### [Task details]
Every line of the data that includes "below" should be copied out.

+++++

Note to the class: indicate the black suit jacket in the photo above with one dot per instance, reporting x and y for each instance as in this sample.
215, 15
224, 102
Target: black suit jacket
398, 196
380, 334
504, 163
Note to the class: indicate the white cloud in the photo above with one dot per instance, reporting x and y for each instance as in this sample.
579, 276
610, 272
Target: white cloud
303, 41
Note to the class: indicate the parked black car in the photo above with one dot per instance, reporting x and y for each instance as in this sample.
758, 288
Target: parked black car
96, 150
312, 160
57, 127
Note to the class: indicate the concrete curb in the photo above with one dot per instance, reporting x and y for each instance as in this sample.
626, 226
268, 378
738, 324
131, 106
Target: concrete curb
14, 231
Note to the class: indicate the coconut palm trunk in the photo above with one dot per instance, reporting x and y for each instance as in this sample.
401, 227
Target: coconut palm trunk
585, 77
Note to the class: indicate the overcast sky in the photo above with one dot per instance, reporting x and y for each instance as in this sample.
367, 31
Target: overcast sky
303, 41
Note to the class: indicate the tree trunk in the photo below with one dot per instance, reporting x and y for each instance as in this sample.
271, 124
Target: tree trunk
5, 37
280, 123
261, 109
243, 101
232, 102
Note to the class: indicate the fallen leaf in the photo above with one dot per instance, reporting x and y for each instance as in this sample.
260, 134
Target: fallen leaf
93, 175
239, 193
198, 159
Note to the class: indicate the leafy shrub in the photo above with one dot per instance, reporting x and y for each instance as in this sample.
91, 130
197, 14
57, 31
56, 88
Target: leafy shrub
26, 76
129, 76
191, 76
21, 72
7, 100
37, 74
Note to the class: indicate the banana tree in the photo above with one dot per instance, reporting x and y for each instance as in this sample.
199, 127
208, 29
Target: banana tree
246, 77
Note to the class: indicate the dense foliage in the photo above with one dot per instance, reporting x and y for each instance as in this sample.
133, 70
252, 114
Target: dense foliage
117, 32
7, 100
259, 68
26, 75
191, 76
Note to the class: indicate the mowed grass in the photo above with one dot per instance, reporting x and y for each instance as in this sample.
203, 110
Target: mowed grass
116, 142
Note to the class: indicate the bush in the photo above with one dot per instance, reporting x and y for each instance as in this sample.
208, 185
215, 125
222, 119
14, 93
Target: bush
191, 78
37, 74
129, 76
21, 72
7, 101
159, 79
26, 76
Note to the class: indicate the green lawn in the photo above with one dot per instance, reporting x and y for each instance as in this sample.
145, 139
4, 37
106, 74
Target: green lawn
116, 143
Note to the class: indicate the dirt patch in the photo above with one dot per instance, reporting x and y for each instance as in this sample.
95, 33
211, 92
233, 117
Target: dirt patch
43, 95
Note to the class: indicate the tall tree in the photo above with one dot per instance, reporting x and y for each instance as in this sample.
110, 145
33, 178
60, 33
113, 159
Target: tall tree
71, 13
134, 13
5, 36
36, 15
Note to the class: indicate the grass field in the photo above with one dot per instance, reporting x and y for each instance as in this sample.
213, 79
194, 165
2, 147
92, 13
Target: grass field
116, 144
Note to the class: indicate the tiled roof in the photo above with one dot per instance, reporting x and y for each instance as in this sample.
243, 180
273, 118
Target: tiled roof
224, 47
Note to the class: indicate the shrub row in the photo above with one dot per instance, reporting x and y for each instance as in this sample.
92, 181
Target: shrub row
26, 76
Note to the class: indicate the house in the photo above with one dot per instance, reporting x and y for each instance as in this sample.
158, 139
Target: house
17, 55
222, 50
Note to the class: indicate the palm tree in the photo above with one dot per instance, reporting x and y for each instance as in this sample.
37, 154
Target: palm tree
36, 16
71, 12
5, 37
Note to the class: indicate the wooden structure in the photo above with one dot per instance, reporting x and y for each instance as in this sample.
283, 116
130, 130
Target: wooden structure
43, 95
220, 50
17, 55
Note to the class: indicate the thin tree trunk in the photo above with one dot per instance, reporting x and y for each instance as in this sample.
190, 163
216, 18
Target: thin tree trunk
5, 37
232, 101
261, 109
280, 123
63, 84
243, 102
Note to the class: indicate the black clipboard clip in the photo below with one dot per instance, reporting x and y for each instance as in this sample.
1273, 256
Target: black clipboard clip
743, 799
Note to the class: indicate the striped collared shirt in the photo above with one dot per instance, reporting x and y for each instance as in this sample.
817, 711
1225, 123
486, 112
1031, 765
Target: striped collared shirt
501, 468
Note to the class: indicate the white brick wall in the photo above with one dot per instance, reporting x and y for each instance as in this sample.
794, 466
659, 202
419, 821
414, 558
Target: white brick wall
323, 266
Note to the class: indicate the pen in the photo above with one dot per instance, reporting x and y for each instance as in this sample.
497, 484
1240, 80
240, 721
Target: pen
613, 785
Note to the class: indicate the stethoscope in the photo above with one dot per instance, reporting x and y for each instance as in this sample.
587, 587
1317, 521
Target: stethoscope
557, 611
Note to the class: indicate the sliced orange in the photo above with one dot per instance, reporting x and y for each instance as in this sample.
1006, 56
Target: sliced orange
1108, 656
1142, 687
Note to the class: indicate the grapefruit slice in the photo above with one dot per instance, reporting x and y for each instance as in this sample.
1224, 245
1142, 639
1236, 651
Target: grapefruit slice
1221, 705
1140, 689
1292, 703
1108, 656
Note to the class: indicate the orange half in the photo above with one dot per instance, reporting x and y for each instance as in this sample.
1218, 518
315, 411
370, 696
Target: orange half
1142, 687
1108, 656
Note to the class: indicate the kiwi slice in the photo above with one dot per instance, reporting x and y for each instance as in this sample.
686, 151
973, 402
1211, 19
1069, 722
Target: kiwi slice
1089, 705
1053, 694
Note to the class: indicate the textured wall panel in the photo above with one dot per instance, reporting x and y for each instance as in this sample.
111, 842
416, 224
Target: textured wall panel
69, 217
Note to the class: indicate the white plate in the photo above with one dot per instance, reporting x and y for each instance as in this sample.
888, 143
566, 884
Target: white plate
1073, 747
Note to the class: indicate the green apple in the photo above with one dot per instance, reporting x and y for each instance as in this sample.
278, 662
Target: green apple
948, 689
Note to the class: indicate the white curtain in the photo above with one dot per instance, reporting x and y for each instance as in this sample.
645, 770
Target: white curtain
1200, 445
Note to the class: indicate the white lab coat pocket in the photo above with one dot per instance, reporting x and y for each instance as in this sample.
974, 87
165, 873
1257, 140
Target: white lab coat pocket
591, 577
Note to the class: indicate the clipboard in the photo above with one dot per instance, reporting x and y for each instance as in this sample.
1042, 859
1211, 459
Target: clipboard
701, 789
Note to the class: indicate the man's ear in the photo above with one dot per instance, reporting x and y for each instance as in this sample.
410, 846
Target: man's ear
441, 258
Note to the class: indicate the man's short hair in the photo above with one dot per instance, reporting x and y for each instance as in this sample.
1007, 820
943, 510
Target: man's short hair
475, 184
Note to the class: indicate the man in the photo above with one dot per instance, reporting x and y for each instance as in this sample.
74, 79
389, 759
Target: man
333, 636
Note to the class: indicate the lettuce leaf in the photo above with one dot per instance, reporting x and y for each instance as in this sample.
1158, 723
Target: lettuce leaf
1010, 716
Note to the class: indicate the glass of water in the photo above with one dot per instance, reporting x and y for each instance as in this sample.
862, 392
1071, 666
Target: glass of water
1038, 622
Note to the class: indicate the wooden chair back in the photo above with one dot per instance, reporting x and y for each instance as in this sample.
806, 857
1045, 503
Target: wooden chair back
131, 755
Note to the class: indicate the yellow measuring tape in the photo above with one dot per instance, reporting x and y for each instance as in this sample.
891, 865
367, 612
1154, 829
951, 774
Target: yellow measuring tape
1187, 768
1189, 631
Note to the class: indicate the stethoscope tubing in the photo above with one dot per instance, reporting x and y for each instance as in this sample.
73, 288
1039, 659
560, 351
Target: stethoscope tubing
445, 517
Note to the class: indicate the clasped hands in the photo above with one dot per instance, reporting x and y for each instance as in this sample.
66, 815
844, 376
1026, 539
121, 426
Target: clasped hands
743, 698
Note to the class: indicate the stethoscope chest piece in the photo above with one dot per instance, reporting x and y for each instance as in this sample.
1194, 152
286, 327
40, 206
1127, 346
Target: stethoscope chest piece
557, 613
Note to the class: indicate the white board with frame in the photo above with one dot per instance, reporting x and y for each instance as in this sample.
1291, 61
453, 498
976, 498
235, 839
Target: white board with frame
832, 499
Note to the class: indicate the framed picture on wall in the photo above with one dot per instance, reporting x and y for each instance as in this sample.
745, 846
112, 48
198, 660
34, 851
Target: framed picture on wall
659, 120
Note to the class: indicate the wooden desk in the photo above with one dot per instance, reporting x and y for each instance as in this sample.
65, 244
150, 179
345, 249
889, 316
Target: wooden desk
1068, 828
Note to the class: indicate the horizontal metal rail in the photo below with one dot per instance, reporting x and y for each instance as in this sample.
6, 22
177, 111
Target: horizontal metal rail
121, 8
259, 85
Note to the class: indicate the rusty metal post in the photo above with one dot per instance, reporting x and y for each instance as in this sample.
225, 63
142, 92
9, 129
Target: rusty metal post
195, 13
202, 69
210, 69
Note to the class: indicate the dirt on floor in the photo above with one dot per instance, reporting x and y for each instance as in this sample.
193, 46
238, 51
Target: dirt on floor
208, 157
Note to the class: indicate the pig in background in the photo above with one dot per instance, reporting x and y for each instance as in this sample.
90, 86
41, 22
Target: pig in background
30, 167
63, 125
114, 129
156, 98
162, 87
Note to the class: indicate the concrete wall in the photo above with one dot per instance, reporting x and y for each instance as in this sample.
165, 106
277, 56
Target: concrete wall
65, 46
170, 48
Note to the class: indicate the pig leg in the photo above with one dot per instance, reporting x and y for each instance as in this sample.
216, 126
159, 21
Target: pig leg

+++++

### [Answer section]
Note to the class: indicate the tree trunk in the photo below with one dot per instance, reporting x and y for each instance as in this sample.
Note to the class: indicate the black clipboard clip in the photo below with one dot per instance, reporting x and y for each instance as in this sample.
Note to the class: indicate the horizontal metal rail in the photo below with one dot per instance, reporting x and y for each instance as in this sample.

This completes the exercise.